Turn every line of the material below into a numbered list, skipping any blank lines.
== DATASET RECORDS
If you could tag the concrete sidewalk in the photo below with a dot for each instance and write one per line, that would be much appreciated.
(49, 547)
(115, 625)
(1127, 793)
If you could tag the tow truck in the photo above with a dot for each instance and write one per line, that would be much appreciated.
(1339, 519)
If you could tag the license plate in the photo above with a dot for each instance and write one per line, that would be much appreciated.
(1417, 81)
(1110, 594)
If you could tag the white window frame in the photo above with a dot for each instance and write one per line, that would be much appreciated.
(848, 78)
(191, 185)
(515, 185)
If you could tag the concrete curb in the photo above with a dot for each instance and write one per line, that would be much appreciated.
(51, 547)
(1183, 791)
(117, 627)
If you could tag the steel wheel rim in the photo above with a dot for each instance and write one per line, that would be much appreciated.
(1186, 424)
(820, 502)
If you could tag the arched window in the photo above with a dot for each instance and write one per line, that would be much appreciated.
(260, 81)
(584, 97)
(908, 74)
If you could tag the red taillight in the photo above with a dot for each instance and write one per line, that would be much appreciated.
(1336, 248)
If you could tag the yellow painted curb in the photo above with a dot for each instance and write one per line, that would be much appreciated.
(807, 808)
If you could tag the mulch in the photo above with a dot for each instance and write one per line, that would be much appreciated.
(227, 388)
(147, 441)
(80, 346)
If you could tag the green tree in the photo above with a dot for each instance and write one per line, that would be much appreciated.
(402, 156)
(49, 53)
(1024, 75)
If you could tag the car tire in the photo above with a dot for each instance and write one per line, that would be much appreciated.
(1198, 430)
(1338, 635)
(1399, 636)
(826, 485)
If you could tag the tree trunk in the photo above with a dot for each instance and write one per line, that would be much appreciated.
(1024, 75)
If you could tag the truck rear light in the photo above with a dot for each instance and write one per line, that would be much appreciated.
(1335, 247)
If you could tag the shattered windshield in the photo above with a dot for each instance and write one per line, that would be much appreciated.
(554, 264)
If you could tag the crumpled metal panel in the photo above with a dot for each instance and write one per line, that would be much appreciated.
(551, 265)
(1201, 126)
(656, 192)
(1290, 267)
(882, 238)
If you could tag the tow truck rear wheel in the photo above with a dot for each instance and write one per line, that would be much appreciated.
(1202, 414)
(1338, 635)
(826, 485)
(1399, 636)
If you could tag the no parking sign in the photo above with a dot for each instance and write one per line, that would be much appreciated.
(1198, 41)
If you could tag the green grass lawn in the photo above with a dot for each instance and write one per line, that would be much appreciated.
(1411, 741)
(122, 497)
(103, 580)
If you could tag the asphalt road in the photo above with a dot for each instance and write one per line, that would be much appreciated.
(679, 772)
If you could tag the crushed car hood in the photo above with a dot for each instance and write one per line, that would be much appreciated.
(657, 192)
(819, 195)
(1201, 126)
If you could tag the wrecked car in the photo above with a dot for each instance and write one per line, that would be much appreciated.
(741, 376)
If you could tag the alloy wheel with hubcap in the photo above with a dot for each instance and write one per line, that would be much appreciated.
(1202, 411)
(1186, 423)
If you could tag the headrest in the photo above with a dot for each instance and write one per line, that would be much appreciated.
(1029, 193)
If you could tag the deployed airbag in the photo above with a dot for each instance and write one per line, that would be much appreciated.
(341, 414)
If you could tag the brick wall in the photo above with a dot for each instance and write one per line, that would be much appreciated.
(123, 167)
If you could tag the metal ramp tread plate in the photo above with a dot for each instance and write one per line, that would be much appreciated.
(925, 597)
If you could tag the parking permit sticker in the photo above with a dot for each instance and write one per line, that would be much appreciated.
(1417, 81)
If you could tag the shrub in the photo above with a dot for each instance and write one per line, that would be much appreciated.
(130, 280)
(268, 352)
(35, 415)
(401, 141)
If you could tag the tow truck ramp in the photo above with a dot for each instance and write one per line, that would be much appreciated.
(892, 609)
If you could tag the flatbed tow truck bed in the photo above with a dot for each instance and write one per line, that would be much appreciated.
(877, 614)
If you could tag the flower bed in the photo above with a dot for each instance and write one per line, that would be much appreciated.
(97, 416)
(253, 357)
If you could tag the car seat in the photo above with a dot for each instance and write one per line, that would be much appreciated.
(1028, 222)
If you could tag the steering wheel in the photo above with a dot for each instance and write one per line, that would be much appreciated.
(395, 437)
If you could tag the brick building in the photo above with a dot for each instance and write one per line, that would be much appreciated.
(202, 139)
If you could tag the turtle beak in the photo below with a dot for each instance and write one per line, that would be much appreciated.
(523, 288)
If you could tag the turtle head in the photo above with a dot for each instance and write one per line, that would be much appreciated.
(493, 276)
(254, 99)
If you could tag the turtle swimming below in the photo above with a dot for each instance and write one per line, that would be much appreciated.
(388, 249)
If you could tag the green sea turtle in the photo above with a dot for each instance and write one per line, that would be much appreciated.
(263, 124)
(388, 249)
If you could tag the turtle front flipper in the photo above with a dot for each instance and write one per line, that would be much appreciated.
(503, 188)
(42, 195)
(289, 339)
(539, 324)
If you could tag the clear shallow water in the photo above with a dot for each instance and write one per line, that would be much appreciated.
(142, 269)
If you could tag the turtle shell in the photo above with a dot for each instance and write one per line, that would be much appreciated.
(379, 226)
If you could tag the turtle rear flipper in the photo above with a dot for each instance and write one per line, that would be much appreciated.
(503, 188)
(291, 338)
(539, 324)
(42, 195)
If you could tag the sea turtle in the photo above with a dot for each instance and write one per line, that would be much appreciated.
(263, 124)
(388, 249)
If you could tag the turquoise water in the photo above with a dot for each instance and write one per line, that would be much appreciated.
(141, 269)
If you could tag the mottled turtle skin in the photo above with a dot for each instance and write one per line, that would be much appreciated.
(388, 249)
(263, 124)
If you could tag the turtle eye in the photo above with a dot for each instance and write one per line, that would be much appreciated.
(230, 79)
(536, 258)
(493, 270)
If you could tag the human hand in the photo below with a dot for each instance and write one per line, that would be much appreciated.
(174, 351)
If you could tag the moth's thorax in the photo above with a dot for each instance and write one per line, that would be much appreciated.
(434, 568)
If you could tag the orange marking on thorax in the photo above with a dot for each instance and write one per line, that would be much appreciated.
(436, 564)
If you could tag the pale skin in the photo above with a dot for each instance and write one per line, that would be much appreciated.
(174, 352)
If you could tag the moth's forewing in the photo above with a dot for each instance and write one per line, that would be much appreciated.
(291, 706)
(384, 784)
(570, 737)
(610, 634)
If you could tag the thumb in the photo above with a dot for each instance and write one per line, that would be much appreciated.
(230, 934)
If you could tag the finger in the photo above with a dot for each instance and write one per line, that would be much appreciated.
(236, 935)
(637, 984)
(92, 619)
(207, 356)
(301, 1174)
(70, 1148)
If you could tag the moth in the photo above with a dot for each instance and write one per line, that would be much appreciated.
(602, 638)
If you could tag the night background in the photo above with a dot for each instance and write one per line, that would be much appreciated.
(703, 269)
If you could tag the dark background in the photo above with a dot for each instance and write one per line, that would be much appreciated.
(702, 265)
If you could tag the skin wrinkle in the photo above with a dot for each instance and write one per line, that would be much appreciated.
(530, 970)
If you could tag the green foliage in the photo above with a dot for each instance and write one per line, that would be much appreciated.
====
* _EXERCISE RESULT_
1. If you could tag the concrete sidewalk in the photo below with a dot for each instance and write one per line, that would be much appreciated.
2. (49, 547)
3. (115, 625)
4. (1127, 793)
5. If you could tag the tow truck in the photo above with a dot for each instance and write one per line, that would be much appreciated.
6. (1339, 519)
7. If you could tag the license plate in the photo above with a dot for each instance and write one per line, that would be much appreciated.
8. (1417, 81)
9. (1110, 594)
10. If you could tag the white window frame in the photo above with a dot for each instance and write one per line, that would be much appreciated.
11. (848, 78)
12. (191, 185)
13. (515, 185)
14. If you could tag the concrete curb in the photo above with a dot for each instance and write one per line, that would be much appreciated.
15. (51, 547)
16. (1183, 791)
17. (117, 627)
18. If you could tag the steel wheel rim in the photo above with a dot for each instance and write one per line, that would be much appreciated.
19. (1186, 424)
20. (820, 502)
21. If you could tag the arched window in the photo above with a dot for each instance and write one per line, that would be much appreciated.
22. (260, 81)
23. (584, 97)
24. (908, 74)
25. If you could tag the red taillight in the photo above with a dot for each instance and write one per line, that would be much appreciated.
26. (1336, 248)
27. If you could tag the yellow painted curb in the photo above with a dot for each instance and write one per line, that would be much appreciated.
28. (807, 808)
29. If you could tag the mulch in the photo above with a dot for each instance and write one per line, that would be much appreciated.
30. (227, 388)
31. (147, 441)
32. (80, 346)
33. If you could tag the green tree in the photo above with a dot for each instance and write one per line, that would be much appreciated.
34. (402, 156)
35. (49, 53)
36. (1024, 75)
37. If you could tag the car tire in the photo above with a dot for each instance and write one per line, that would be much appreciated.
38. (1198, 430)
39. (1338, 635)
40. (1399, 636)
41. (826, 485)
42. If you could tag the tree trunk in the photo above with a dot for each instance and write one per line, that would be much appreciated.
43. (1024, 75)
44. If you could tag the truck rear light in the photo above with a dot for each instance and write one per line, that would be much appreciated.
45. (1335, 247)
46. If you could tag the shattered windshield in the photo above with a dot for each instance and write one per line, that would be much appreciated.
47. (554, 264)
48. If you could tag the crumpled metal panel in the photo above with a dot for each instance and write one per line, that would be much appreciated.
49. (551, 265)
50. (1201, 126)
51. (656, 192)
52. (1290, 267)
53. (882, 238)
54. If you could tag the tow truck rear wheel in the photo above with a dot for each instance and write one per line, that would be much appreciated.
55. (1202, 414)
56. (1338, 635)
57. (826, 485)
58. (1399, 636)
59. If you could tag the no parking sign in the photo above with a dot for each instance and write one per line, that would be much appreciated.
60. (1198, 41)
61. If you could tag the green grass lawn in the photo above with a dot for each instance and write one per line, that would be much appreciated.
62. (1411, 741)
63. (122, 497)
64. (103, 580)
65. If you could tag the asphalt road in the photo above with a dot for each instance and write one per line, that would be much appreciated.
66. (679, 772)
67. If you could tag the crushed car hood in the photo above with a dot for each instance and write one per line, that would be much appreciated.
68. (657, 192)
69. (819, 195)
70. (1201, 126)
71. If you could tag the wrecked car in the photo above with a dot for each instance and write one per line, that would be much appreciated.
72. (741, 376)
73. If you could tag the alloy wheel with hubcap in the photo above with a dot for each instance and write one per line, that would be much appreciated.
74. (1202, 411)
75. (1186, 423)
76. If you could tag the headrest in the photo above with a dot for each instance and write one per line, that would be much appreciated.
77. (1029, 193)
78. If you could tag the deployed airbag in the photo above with a dot for each instance and write one per line, that would be much appreciated.
79. (341, 414)
80. If you could tag the brick wall in the photo above with a dot for each instance and write one per line, that would be much appreciated.
81. (123, 167)
82. If you could tag the metal ramp tread plate in the photo above with a dot for each instance and write one per line, that would be much appreciated.
83. (925, 597)
84. If you could tag the parking permit sticker in the photo above with a dot for each instance and write one per line, that would be much appreciated.
85. (1417, 81)
86. If you could tag the shrub in the photo above with a dot for each instance and write one per line, that would be much appreciated.
87. (130, 280)
88. (268, 352)
89. (35, 415)
90. (401, 141)
91. If you could tag the tow truck ramp in the photo above with a dot for each instance and write one per line, that would be much appreciated.
92. (892, 609)
93. If you could tag the flatbed tow truck bed in the photo above with a dot for each instance and write one per line, that would be much appreciated.
94. (877, 614)
95. If you could tag the flower bed in the photo above with a dot for each instance and write one per line, that would be much appreciated.
96. (97, 416)
97. (253, 357)
98. If you could tag the car seat in the photo above with a dot for each instance and write one per line, that would be much appreciated.
99. (1028, 222)
100. If you could tag the steering wheel in the photo above with a dot for each instance and write one per line, that would be much appreciated.
101. (395, 437)
102. If you could tag the brick building in the photo above with a dot for each instance and write one per line, that would be much appreciated.
103. (202, 139)
104. If you could tag the turtle beak in the photo below with a dot for each instance and write one per line, that would be much appreciated.
105. (523, 288)
106. If you could tag the turtle head in the photo above with a dot for each instance and write one per line, that would be much appreciated.
107. (493, 276)
108. (254, 99)
109. If you could tag the turtle swimming below in the photo above with a dot for each instance and write one per line, that would be much appreciated.
110. (388, 249)
111. If you could tag the green sea turtle in the photo above with a dot for each instance and write one per line, that would be much appreciated.
112. (263, 124)
113. (388, 249)
114. If you could tag the turtle front flipper in the photo above with a dot for each instance and write one per line, that would be much appreciated.
115. (503, 188)
116. (42, 195)
117. (289, 339)
118. (539, 324)
119. If you could tag the clear shallow water in the photo above with a dot for each instance and write one per line, that would be much appreciated.
120. (142, 269)
121. If you could tag the turtle shell in the photo above with a dot for each instance and write one per line, that would be much appreciated.
122. (379, 226)
123. If you could tag the turtle rear flipper in the photo above with a dot for each instance and write one per line, that would be much appreciated.
124. (503, 188)
125. (291, 338)
126. (539, 324)
127. (42, 195)
128. If you could tag the sea turtle in the photo above with a dot for each instance and write one per line, that would be much appreciated.
129. (263, 124)
130. (388, 249)
131. If you could tag the turquoise water in the photo above with a dot for each instance and write one per line, that would be much appreciated.
132. (141, 269)
133. If you could tag the mottled turtle skin in the photo above with a dot for each instance and write one per line, that would be much appreciated.
134. (388, 249)
135. (263, 124)
136. If you could tag the turtle eye in the photo above with a dot for each instance and write one per line, that would be much appreciated.
137. (230, 79)
138. (536, 258)
139. (493, 270)
140. If you could tag the human hand in the photo below with a dot for each instance and write one per line, that would be much appreciated.
141. (174, 351)
142. If you could tag the moth's thorax in the photo above with a dot for each instance and write one per line, that would be much appreciated.
143. (434, 568)
144. If you could tag the orange marking on thorax in the photo above with a dot for each instance and write one per line, that would be much appreciated.
145. (436, 564)
146. If you could tag the pale skin in the photo above with a dot for each instance and write one per line, that would be much appreciated.
147. (174, 352)
148. If you could tag the moth's forewing in the photo above with a dot for each instance and write one per line, that would be much appreciated.
149. (291, 706)
150. (384, 784)
151. (570, 737)
152. (610, 634)
153. If you could tag the thumb in the photo above with a dot for each instance and write one per line, that would be much appreciated.
154. (230, 934)
155. If you could tag the finger in the photo above with a dot for each instance and write one per line, that would be much appreciated.
156. (236, 935)
157. (637, 984)
158. (92, 619)
159. (207, 356)
160. (301, 1174)
161. (70, 1148)
162. If you could tag the moth in the photo above with a dot for each instance and write one per line, that would be much appreciated.
163. (602, 638)
164. If you could tag the night background in the photo above with a dot for each instance and write one per line, that would be much appreciated.
165. (703, 269)
166. If you could tag the dark background in the photo above with a dot for each instance and write one per line, that would be much appreciated.
167. (702, 265)
168. If you could tag the skin wrinkle in the photo above with a dot for each instance and write one per line, that would be much appreciated.
169. (530, 970)
170. If you could tag the green foliage in the photo above with a dot for each instance and write one per line, that would be much appreciated.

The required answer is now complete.